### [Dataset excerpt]
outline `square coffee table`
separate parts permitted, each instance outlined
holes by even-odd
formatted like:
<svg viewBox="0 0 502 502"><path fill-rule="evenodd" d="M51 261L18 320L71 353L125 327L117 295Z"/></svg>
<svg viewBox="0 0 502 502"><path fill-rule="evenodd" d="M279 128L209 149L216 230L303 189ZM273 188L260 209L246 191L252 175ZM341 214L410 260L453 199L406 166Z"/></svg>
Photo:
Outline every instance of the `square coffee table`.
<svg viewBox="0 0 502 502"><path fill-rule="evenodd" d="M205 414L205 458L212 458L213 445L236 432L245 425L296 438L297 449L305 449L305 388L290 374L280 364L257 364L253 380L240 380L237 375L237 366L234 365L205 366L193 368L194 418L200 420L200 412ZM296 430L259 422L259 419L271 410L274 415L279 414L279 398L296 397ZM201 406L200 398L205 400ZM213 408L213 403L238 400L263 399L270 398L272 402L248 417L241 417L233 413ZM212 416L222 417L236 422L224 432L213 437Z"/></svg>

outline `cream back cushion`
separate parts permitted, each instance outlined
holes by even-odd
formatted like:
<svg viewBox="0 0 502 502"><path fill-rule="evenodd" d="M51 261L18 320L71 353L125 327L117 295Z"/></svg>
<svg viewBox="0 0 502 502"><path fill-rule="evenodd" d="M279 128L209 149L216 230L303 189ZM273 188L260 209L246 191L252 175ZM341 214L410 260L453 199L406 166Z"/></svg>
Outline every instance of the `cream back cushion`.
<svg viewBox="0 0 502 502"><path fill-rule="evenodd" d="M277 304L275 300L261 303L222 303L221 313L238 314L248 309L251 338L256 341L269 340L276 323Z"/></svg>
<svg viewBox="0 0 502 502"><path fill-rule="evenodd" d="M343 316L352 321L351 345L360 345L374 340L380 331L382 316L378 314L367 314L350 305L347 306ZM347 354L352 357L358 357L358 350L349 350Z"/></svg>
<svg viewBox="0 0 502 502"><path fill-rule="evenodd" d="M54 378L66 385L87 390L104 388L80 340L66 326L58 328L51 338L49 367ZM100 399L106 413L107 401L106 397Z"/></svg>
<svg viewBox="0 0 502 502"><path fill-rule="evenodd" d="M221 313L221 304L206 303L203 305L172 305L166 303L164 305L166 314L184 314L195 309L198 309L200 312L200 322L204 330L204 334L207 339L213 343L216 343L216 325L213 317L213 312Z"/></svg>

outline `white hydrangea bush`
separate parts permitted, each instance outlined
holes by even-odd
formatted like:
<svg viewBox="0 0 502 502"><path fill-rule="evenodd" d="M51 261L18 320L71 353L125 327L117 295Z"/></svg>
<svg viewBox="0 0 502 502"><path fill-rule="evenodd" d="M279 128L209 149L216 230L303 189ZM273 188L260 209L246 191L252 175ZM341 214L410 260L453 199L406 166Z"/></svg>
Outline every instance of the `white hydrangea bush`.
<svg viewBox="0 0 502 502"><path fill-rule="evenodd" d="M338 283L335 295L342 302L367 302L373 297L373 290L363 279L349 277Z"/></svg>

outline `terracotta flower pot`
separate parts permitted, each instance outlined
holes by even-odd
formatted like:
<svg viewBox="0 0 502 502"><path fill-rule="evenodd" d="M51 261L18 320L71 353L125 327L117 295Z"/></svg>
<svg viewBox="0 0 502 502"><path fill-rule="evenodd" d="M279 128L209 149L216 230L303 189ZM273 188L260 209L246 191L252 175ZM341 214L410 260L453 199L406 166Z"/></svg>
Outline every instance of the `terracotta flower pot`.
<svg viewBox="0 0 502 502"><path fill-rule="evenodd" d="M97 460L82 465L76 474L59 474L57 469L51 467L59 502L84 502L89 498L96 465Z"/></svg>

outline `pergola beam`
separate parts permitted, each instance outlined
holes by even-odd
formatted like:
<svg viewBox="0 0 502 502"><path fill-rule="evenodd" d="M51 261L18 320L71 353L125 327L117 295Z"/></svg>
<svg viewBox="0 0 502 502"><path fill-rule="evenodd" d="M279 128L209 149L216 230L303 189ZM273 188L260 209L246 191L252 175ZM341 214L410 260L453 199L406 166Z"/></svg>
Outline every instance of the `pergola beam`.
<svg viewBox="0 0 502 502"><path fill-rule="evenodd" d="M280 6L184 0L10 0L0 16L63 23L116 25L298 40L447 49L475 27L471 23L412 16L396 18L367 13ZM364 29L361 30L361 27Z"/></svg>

### [Task goal]
Return each line from the records above that contains the word "square".

### [Output for this exercise]
outline `square coffee table`
Outline every instance of the `square coffee table`.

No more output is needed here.